··· Texto para leitura ···
No polarizado mundo de 2025, pode-se dividir os brasileiros em dois grupos: os que têm consciência e os que não têm da relevância do jornalista Mino Carta em suas vidas.

Mino morreu esta semana, aos 91 anos, sem que a grande maioria de nós tenha compreendido claramente como ele e o jornalismo que praticou mudaram o Brasil. Uma mudança que começou nos anos 1960, teve seu momento decisivo no final da década de 1970 e gera efeitos até hoje.

Italiano nascido em Gênova, ele enxergou, com seu olhar muitas vezes eurocentrado (ou, até mais, “italocentrado”), o País como poucos. E, a partir dessa observação sagaz, descobriu e jogou luzes sobre um personagem que, gostem ou não, esteve e ainda está no centro da história brasileira no último meio século.

Mino enxergou Luiz Inácio da Silva. Foi a São Bernardo do Campo, no ABC paulista, em 1978, e voltou de lá com o primeiro perfil robusto do líder sindical publicado em um grande veículo de imprensa brasileiro.

A reportagem da IstoÉ, assinada por Mino Carta e com fotos de Hélio Campos Mello, é a segunda certidão de nascimento de Lula. Ele e o Brasil jamais seriam os mesmos.

Lula tem consciência disso, tanto que fez questão de ir ao velório do jornalista e abraçar sua filha, Manuela, herdeira da Carta Capital, o último de tantos veículos criados por Mino em mais de seis décadas como jornalista no Brasil.

Assim como os brasileiros, nós, jornalistas, podemos ser divididos em duas alas: a dos que têm consciência e a dos que não têm da relevância de Mino Carta às suas carreiras.

O fato de que não existam mais o Jornal da República, o Jornal da Tarde e a revista Senhor e que publicações como Veja, IstoÉ e Quatro Rodas não sejam hoje tão influentes como já foram um dia não reduz seu legado como criador e diretor dessas marcas.

São veículos que balizaram o jornalismo nacional e que formaram gerações de repórteres, editores e diretores de redação que multiplicariam o efeito Mino na imprensa nacional — para o bem e para o mal, não sejamos ingênuos.

Mino deixou lições claras para todos nós que convivemos com ele e que, depois, seguimos com nossas carreiras e transmitimos nossos conhecimentos àqueles com quem compartilhamos redações.

Um homem de seu tempo

Mino era um homem de seu tempo. Incorporava o melhor e o pior daquela era de redações tóxicas, seja pela fumaça dos cigarros, seja pelo estilo de liderança exercido por chefias autoritárias.

Exerceu seus poderes de forma por vezes abusiva. Mas era um homem que ensinava a quem queria aprender e, assim, também exercia sua generosidade.

Centralizador, acompanhava cada detalhe da edição que iria às bancas. Desenhava cada uma das páginas, escolhia pessoalmente as imagens e lia todo texto que seria enviado à gráfica. Isso impunha senso de responsabilidade (em alguns casos, pânico) aos editores.
··· Material fornecido ···
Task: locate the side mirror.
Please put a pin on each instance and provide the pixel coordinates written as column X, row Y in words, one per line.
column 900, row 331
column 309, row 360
···
O que fazer =
1. Em que cidade nasceu Mino Carta, segundo o texto sobre o jornalista?
2. Extraia do texto sobre Mino Carta, sem nenhuma alteração, o trecho que começa com as palavras "São veículos que" e termina com "por chefias autoritárias.".
3. Escreva a continuação do texto sobre Mino Carta a partir da última frase apresentada.

Respostas =
1. Em Gênova.

2.
São veículos que balizaram o jornalismo nacional e que formaram gerações de repórteres, editores e diretores de redação que multiplicariam o efeito Mino na imprensa nacional — para o bem e para o mal, não sejamos ingênuos.

Mino deixou lições claras para todos nós que convivemos com ele e que, depois, seguimos com nossas carreiras e transmitimos nossos conhecimentos àqueles com quem compartilhamos redações.

Um homem de seu tempo

Mino era um homem de seu tempo. Incorporava o melhor e o pior daquela era de redações tóxicas, seja pela fumaça dos cigarros, seja pelo estilo de liderança exercido por chefias autoritárias.

3.
Quando conheci Mino, eu era um jovem jornalista de 24 anos, recém-chegado de Curitiba a São Paulo em busca de uma oportunidade. Ela me foi dada por Nirlando Beirão, o redator-chefe mineiro que fazia o perfeito contraponto com o diretor da então IstoÉ Senhor.

Um era explosivo e ocupava uma mesa oval logo à entrada da insalubre redação sem forro no teto e com fios elétricos correndo aparentes entre as antigas vigas de madeira de um centenário prédio industrial. O outro, flanava tranquilo entre as mesas, como a deixar claro que a estrela era Mino, mas que ele, também genial, estava ali para amparar-nos.

Ambos me acolheram naquele ambiente austero, que destacava ainda mais o brilho das ideias. Não havia aquários, anteparos ou proteção contra as goteiras nos dias de chuva — elas pareciam procurar por Mino, que não raro se protegia com chapéus confeccionados com o jornal do dia, que ele mesmo dobrava.

As conversas não tinham reservas e os debates eram abertos a todos. Ali podia-se absorver, sem obstáculos, o conhecimento, a exigência e a indignação com que Mino imprimia, semanalmente, seu nome em nossa história.

Aguardávamos ansiosos para ler em primeira mão seus editoriais, escritos na velha Olivetti nas manhãs das sextas-feiras. O texto finamente temperado de acidez e ironia nos lembrava do papel crítico que exercíamos ali. Não éramos muitos, tínhamos de ser certeiros.

Para um jovem repórter, era um MBA cotidiano. Menos de um ano depois da minha chegada, fui promovido a editor. Passei, então, a ter de enfrentar a fera, defender minhas escolhas, apresentar meus argumentos diante de um chefe que cobrava sempre uma ideia original, uma tese inteligente que sustentasse um texto digno de estar presente na mesma revista que trazia seu nome no topo do expediente.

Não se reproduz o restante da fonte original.